PAGE TEXT
3.9. State of the Science and Future Needs for Scenario Development
This chapter outlines the current practice of scenario development for climate
impact, vulnerability, and adaptation assessment. Methods of scenario construction
and application are evolving rapidly, so it is useful to identify which aspects
are well developed and which aspects still are deficient.
3.9.1. Well-Developed Features
Some features of scenario development and application are well established
- Extensive monitoring efforts and continued development of global and regional
databases has improved the quality and consistency of baseline observational
data required for some scenario exercises, even in some data-sparse regions.
- Many impact studies apply incremental scenarios to explore the sensitivity
of an exposure unit to a range of climate futures; studies seldom rely exclusively
on a single, model-based scenario.
- Estimates of long-term mean global changes are available and widely applied
for a limited number of variables (e.g., population, economic development,
CO2 concentration, global mean temperature), based on projections
produced by specialized international organizations or the use of simple models.
- A growing volume of information now is available to enable scientists to
construct regional scenarios of many features of global change, even though
uncertainties in most projections remain high. A notable example is the IPCC-DDC,
which was established in 1998 to facilitate the timely distribution of a consistent
set of up-to-date projections of changes in climate and related environmental
and socioeconomic factors for use in climate impact and adaptation assessment.
Some of the studies reported in this volume use scenarios derived from information
held in the DDC (see, e.g., Table 3-5).
3.9.2. Deficiencies in Knowledge and Future Needs
There are many shortcomings of current scenario development, but there also
are promising new methods that may address these problems and require further
attention. These include:
- Future socioeconomic, environmental, and land-use changes have not been
represented satisfactorily in many recent impact studies and need to be integrated
into the process of scenario development.
- Many impact studies fail to consider adequately uncertainties embedded in
the scenarios they adopt. New techniques are emerging to explore the role
of scenarios, conditional probabilities, and conditional forecasts in providing
policy-relevant advice in impact assessments in an environment of high uncertainty.

WHAT YOU NEED TO DO
Could you carry the climate scenario development passage forward from its last sentence?

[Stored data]
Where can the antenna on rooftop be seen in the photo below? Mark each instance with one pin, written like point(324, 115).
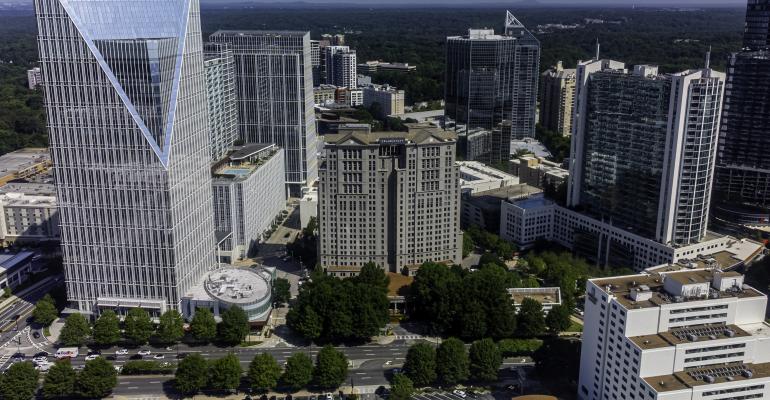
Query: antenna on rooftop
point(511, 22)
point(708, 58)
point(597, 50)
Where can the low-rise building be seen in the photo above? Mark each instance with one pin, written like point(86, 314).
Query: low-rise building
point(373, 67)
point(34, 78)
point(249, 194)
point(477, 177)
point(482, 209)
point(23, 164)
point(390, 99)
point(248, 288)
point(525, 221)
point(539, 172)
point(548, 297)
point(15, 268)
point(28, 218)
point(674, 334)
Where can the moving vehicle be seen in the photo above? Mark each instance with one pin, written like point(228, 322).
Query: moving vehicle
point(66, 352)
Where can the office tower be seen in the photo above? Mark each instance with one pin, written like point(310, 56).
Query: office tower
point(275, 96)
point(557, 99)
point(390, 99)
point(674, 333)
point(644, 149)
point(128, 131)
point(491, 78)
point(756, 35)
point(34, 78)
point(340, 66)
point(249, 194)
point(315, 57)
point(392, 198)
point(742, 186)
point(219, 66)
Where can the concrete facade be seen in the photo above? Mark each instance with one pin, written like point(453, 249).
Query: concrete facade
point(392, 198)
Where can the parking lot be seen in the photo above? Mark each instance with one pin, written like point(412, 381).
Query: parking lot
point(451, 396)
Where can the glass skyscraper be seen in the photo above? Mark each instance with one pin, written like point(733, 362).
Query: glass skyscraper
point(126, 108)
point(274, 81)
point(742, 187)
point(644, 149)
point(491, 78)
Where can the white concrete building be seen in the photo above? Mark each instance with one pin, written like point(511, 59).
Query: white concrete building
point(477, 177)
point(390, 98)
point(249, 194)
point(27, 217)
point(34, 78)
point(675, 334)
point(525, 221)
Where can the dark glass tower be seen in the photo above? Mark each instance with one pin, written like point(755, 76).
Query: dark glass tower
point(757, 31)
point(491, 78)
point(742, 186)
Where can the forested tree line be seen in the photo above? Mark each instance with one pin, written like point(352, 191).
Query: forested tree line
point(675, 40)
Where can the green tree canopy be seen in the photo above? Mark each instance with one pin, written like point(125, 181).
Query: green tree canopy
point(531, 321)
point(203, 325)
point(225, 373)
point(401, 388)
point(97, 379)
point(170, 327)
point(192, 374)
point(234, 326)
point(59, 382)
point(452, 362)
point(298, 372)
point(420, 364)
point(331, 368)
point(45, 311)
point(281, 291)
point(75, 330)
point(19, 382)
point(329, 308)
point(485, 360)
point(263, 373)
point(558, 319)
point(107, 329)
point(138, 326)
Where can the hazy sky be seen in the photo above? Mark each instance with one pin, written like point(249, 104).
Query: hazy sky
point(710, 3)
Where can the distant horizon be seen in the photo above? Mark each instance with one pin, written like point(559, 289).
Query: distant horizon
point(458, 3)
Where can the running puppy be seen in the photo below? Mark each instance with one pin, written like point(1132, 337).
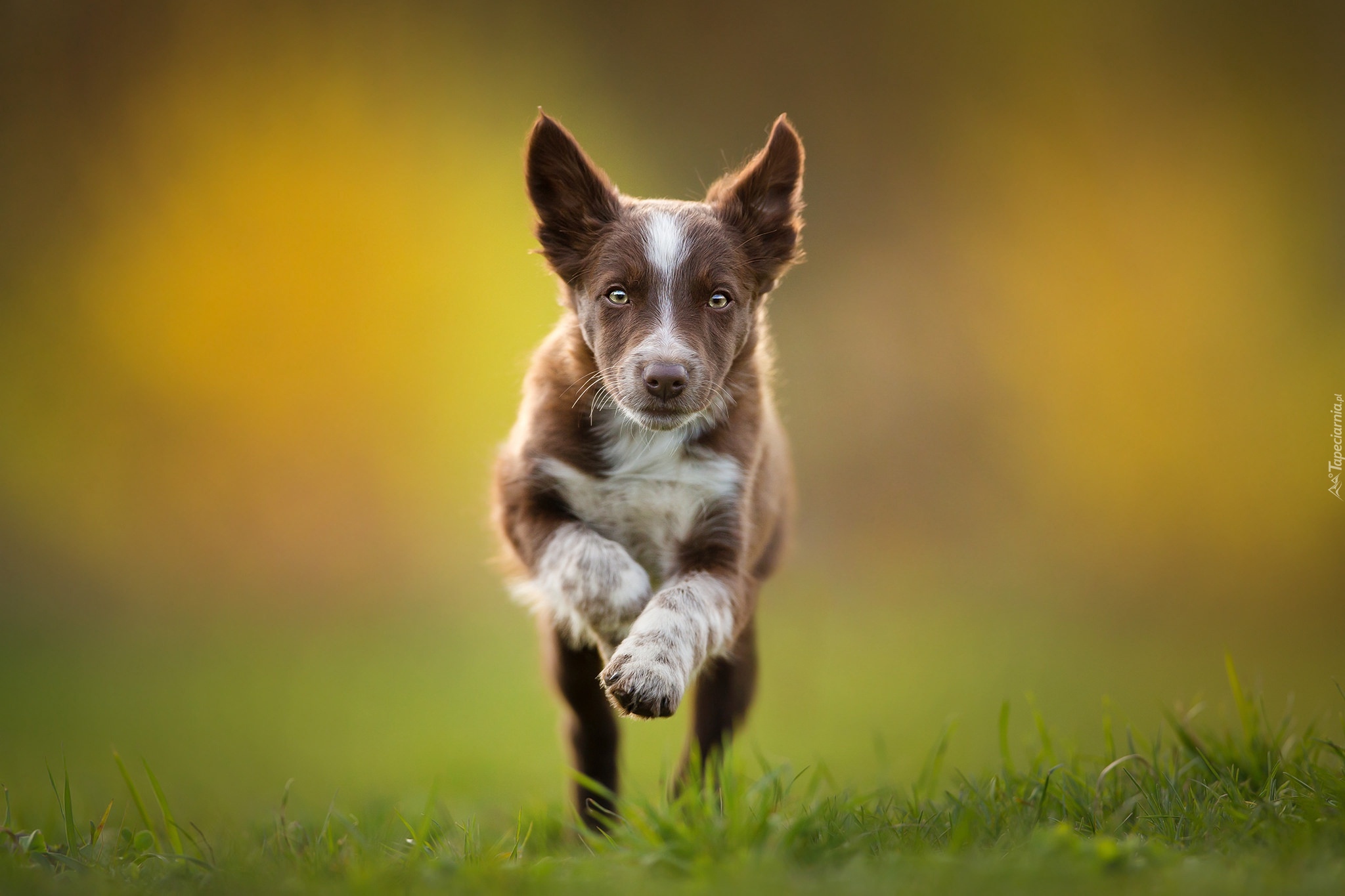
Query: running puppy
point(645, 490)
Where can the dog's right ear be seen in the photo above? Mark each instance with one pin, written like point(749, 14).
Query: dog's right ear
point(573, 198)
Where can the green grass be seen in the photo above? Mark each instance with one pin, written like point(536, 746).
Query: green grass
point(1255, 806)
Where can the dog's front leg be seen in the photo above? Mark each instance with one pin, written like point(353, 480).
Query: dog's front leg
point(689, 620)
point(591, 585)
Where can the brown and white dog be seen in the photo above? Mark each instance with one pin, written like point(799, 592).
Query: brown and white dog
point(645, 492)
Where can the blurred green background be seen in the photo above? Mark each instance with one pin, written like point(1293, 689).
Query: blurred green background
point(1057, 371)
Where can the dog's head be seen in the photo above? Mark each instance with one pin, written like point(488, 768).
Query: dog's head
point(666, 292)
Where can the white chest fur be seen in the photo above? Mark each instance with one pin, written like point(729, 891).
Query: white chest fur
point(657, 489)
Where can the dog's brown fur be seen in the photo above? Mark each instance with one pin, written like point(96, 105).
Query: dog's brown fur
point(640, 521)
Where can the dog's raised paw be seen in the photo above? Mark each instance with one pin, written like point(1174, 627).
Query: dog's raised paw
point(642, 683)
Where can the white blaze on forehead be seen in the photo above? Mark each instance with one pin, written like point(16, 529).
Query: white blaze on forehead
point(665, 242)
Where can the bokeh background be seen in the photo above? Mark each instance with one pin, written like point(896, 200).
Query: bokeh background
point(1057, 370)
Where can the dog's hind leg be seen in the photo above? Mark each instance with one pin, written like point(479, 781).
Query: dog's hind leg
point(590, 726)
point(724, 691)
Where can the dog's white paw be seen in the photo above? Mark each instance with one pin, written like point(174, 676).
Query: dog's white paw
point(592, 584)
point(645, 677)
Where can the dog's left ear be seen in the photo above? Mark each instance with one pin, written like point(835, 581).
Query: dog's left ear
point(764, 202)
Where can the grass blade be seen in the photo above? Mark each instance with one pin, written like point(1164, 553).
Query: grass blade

EXERCISE OUTPUT
- There is a mismatch between the time and space scales at which scenario
information commonly is provided and the resolution at which it is required
for impact assessments. Methods of obtaining higher resolution scenarios of
global change from broad-scale projections are being actively developed and
refined. However, in some regions of the world the coverage and availability
of baseline global change data are still poor, which has hampered efforts
at scenario development.
- Most global change scenarios consider long-term and broad-scale changes
in mean conditions. Scenarios of changes in variability and the frequency
of extreme events (climatic or nonclimatic) seldom are constructed because
it is difficult to simulate such events and because they are complicated to
formulate and explain. More research is required into methods of representing
variability change in scenarios.
- Scenarios for impact studies lag new developments in climate modeling. There
is a need to reduce this time lag to deliver up-to-date scenarios for impact
assessment (e.g., constructing regional climate and sea-level scenarios by
using outputs from AOGCM simulations that are based on SRES emissions scenarios).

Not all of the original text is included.